Przetestowaliśmy wiele ich produktów, a najbardziej posmakowały nam dwa z nich. Pierwszym jest bezglutenowy baton zbożowy z małymi kawałkami czekolady. Nie jest zalepiająco słodki, bardziej zrównoważony – gdzieś pomiędzy czekoladową przekąską, która cieszy podczas biegu, a dobrą dawką energii umożliwiającej dalekie bieganie. Jak wiadomo, wygląd produktu ma znaczenie, bo je się również „oczami”, a baton Aptonii to gwarantuje. Po rozpakowaniu prezentuje się przyjemnie, w zasadzie tak jak tradycyjny „sklepowy baton”, co jest oczywistym plusem tej przekąski. Niekiedy zdarza się, że batony dla sportowców wyglądają paskudnie. Dużym walorem tego batonika jest możliwość rozpakowania produktu jedną ręką. Choć w praktyce do tego potrzebna jest jeszcze buzia, a dokładniej zęby, którymi chwytamy jedną część opakowania po to, aby dynamicznym ruchem ręki rozedrzeć pakunek. Nie zmienia to faktu, że jest to wykonalne i w przypadku zajętej drugiej ręki, uda się nam odpakować biegowy lunch. Baton zbożowy Aptonia uzupełnia utraconą energię podczas wysiłku trwającego od 1 do 3 godzin. Pojedyncza przekąska ma 21 g i składa się w 44% z ziaren zbóż oraz 16,1% czekolady. Dodatkowo wzbogacono go o dawkę witaminy B1 wspomagającej prawidłowy metabolizm energetyczny. Porcja dostarcza 88 kcal.

Produktem marki Aptonia, który skradł nasze podniebienie jest także baton energetyczny Ultra o smaku bananów, potrafiący chociaż na chwilę umilić każdy trening. Mały, poręczny, a przy tym o dość sporej masie własnej 40 g. Zapewne jest to zasługa wysokiej zawartości miazgi daktylowej – 53,5%, która sprawia wrażenie, że batonik jest „wilgotny”. Ciężej jest go wyjąć z opakowania, ponieważ przykleja się do niego i potrzeba obu rąk, aby sobie z tym poradzić. Natomiast już podczas jedzenia produktu nie przykleja się do podniebienia. Do składu dodano witaminy B6 i B12 zmniejszające uczucie zmęczenia, a także witaminę C chroniącą komórki przed stresem oksydacyjnym. Jeden baton energetyczny dostarcza 26 g węglowodanów, 5,8 g tłuszczów i 1,3 g białka. Łącznie jest to 135 kcal energii.

### Krótkie ćwiczenie 1
Przekształć w tabelę Markdown wiersze zapisanych wpisów od wiersza zawierającego „Please place a point on the shower curtain hook” aż do końca wpisów, z kolumnami „Nr” (kolejny numer wiersza) i „Treść” (sam wiersz). Pomiń puste wiersze.
Powyższy fragment i zapisane wpisy poniżej to dwa odrębne materiały, niezwiązane ze sobą.

(Zapisane wpisy)
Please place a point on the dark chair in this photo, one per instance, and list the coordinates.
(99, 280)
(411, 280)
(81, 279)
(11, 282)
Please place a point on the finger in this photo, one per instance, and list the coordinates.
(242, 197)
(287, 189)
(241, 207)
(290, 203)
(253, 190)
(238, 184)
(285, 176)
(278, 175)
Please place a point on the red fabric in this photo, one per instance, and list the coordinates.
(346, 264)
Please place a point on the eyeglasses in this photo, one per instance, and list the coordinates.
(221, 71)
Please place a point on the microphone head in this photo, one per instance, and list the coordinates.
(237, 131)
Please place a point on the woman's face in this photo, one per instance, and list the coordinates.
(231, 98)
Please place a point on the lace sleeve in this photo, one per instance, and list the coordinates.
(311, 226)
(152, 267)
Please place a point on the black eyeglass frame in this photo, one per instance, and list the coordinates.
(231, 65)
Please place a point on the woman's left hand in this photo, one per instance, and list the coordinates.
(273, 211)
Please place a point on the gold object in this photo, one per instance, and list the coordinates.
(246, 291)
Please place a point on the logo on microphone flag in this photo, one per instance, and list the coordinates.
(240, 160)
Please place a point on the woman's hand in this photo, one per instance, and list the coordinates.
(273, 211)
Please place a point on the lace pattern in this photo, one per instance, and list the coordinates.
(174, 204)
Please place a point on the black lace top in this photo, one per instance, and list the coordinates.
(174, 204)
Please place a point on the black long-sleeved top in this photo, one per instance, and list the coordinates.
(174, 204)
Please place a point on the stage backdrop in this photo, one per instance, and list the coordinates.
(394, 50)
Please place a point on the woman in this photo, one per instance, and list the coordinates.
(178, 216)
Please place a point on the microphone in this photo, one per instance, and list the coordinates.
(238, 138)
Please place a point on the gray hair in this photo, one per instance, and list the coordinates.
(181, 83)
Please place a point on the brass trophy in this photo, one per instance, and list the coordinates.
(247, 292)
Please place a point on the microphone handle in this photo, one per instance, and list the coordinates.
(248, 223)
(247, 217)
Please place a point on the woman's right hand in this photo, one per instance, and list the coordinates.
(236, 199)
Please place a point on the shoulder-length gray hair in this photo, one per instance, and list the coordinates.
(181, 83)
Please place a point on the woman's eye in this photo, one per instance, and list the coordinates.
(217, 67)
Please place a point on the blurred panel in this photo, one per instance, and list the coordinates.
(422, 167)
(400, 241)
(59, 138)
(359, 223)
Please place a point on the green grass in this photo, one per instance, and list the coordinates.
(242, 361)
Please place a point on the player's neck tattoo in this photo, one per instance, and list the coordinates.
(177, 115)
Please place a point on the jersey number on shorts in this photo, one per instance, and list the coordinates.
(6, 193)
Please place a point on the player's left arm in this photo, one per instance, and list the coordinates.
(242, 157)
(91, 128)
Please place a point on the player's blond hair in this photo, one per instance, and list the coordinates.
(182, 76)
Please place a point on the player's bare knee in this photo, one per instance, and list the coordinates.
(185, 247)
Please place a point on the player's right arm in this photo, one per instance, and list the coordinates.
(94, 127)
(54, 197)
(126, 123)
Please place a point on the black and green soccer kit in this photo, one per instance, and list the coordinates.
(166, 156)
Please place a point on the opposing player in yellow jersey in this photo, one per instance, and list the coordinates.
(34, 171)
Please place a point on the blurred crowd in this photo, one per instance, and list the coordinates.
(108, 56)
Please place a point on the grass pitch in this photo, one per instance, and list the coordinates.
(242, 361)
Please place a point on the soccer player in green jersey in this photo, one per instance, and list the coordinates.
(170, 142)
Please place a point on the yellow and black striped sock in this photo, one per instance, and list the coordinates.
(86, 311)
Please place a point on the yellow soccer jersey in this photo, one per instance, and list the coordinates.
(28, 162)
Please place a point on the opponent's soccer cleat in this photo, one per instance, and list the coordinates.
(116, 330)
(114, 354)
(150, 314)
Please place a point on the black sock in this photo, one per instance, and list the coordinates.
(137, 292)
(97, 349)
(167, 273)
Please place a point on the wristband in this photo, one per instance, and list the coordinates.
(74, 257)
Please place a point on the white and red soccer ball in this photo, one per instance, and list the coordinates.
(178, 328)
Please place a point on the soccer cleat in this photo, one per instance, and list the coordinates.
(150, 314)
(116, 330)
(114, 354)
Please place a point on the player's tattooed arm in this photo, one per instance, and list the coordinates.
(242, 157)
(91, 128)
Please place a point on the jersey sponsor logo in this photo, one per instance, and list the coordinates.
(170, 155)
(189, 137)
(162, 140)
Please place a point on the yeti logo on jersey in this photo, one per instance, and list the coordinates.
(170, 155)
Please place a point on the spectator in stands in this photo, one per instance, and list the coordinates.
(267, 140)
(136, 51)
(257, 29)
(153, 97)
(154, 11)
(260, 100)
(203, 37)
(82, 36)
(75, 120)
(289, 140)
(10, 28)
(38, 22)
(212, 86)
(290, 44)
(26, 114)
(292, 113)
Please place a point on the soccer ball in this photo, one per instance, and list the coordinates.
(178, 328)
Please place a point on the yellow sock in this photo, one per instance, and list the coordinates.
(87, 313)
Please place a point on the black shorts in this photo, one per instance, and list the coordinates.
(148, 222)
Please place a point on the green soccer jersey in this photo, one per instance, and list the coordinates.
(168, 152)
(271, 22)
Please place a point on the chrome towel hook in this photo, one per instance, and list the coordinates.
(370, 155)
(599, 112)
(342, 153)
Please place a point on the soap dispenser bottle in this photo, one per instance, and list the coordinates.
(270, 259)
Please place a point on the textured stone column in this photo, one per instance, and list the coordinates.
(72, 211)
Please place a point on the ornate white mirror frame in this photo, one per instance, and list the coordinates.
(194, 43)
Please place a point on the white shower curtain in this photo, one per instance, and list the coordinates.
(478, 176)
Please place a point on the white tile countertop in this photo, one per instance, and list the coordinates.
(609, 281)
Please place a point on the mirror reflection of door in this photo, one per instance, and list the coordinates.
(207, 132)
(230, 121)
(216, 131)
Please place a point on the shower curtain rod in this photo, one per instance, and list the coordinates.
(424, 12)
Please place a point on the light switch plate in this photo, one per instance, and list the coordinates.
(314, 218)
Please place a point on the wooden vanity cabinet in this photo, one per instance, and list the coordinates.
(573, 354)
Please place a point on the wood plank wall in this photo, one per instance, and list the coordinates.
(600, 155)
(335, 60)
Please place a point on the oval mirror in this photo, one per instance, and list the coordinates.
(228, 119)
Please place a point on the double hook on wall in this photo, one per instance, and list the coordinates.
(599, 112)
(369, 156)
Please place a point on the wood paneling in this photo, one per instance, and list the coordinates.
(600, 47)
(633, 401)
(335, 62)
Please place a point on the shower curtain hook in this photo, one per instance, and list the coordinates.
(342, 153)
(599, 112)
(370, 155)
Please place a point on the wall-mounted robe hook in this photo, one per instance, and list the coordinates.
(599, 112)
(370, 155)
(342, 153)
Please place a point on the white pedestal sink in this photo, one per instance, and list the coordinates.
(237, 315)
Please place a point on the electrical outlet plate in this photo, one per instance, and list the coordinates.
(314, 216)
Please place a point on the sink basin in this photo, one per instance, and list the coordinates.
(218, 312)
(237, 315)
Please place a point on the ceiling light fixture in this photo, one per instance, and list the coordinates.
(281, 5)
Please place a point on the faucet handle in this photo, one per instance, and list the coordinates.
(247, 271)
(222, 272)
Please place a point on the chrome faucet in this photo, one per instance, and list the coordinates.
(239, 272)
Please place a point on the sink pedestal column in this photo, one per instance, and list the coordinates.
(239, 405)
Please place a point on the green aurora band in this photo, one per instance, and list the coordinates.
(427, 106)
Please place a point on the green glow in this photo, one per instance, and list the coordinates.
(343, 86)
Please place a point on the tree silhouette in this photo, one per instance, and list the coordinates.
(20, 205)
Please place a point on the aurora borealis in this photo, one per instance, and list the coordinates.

### Krótkie ćwiczenie 2
Ile procent miazgi daktylowej zawiera baton energetyczny Ultra o smaku bananów według tekstu o batonach Aptonii?

### Poprawny wynik 1
| Nr | Treść |
|---|---|
| 1 | Please place a point on the shower curtain hook in this photo, one per instance, and list the coordinates. |
| 2 | (342, 153) |
| 3 | (599, 112) |
| 4 | (370, 155) |
| 5 | Please place a point on the wall-mounted robe hook in this photo, one per instance, and list the coordinates. |
| 6 | (599, 112) |
| 7 | (370, 155) |
| 8 | (342, 153) |
| 9 | Please place a point on the white pedestal sink in this photo, one per instance, and list the coordinates. |
| 10 | (237, 315) |
| 11 | Please place a point on the electrical outlet plate in this photo, one per instance, and list the coordinates. |
| 12 | (314, 216) |
| 13 | Please place a point on the sink basin in this photo, one per instance, and list the coordinates. |
| 14 | (218, 312) |
| 15 | (237, 315) |
| 16 | Please place a point on the ceiling light fixture in this photo, one per instance, and list the coordinates. |
| 17 | (281, 5) |
| 18 | Please place a point on the faucet handle in this photo, one per instance, and list the coordinates. |
| 19 | (247, 271) |
| 20 | (222, 272) |
| 21 | Please place a point on the chrome faucet in this photo, one per instance, and list the coordinates. |
| 22 | (239, 272) |
| 23 | Please place a point on the sink pedestal column in this photo, one per instance, and list the coordinates. |
| 24 | (239, 405) |
| 25 | Please place a point on the green aurora band in this photo, one per instance, and list the coordinates. |
| 26 | (427, 106) |
| 27 | Please place a point on the green glow in this photo, one per instance, and list the coordinates. |
| 28 | (343, 86) |
| 29 | Please place a point on the tree silhouette in this photo, one per instance, and list the coordinates. |
| 30 | (20, 205) |
| 31 | Please place a point on the aurora borealis in this photo, one per instance, and list the coordinates. |

### Poprawny wynik 2
53,5%.